**BRANO FORNITO:**
==*==
Alcina Alcina Regia Robert Carsen

di Georg Friedrich Händel
direttore: Giovanni Antonini
regia: Robert Carsen
scene e costumi: Tobias Hoheisel, luci: Jean Kalman
coreografia: Philippe Giraudeau
con Anja Harteros, Monica Bacelli, Patricia Petibon, Kristina Hammarström, Jeremy Ovenden, Alastair Miles
Milano, Teatro alla Scala, dal 10 al 27 marzo 2009

Il Giornale, 13 marzo 2009
Panorama, N. 13 2009
«Alcina», antologia di sentimenti per riscoprire l’opera barocca

Ma no! La Scala se ne è accorta. Esiste l’opera barocca. Dopo il Rinaldo di un quinquennio fa, sette recite dell’Alcina di Haendel. Alla prima, successo convinto e gioia. Applausi buffi: quasi assenti durante gli atti, perché se uno ne ha voglia viene zittito dagli ignorantoni che ritengono filologico non interrompere, mentre all’epoca acclamavano e facevano anche i bis. Poi c’era stato a un bla-bla-blog l’annuncio che avrebbero fischiato una cantante, per difendere il belcanto di non so quali tempi di cui si sentono testimoni e quindi abbiamo udito una manciatella sterile di bùu. In questi casi, Giulio Confalonieri, saggio critico, scriveva: «I fantasmi sono fra noi».
==*==
**MATERIALE MOSTRATO:**
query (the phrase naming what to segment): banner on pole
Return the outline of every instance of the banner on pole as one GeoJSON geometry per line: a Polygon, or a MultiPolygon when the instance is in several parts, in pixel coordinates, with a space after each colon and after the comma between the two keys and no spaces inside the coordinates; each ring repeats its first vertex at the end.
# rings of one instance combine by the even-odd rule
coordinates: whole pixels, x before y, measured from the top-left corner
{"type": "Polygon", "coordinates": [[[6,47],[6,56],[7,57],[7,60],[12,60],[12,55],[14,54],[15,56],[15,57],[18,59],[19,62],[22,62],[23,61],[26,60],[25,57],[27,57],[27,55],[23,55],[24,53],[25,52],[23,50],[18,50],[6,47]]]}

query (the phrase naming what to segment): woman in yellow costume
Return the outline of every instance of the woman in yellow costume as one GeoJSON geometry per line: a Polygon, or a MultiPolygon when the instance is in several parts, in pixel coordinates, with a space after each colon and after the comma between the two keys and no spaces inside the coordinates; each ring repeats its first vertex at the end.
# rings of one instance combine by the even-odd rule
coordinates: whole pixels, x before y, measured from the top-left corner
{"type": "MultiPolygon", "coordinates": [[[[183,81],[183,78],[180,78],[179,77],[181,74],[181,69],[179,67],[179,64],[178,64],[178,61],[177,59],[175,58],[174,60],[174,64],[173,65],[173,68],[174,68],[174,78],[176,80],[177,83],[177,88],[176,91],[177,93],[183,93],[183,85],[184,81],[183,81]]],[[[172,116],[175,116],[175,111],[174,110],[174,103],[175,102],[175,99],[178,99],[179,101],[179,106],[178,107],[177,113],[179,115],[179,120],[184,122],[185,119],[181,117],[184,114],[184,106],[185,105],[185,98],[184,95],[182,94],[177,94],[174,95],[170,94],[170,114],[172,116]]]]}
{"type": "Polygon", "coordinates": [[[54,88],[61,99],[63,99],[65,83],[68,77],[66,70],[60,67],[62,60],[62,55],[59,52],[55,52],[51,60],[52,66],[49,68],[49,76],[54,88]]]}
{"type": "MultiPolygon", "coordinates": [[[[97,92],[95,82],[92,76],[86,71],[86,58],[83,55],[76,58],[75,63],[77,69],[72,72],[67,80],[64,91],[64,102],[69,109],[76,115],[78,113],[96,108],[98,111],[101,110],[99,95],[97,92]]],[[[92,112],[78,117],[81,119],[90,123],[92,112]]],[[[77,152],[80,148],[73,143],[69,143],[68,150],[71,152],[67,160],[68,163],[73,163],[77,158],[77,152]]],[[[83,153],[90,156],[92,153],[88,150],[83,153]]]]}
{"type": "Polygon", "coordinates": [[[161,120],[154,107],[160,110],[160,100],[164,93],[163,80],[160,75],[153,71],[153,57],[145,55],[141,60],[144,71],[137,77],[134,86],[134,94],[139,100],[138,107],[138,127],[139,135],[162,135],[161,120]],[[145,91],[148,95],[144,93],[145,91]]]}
==*==
**CONSEGNA:** Secondo il brano su «Alcina» alla Scala, quante recite dell'Alcina di Haendel sono previste?

**SOLUZIONE:** Sette recite.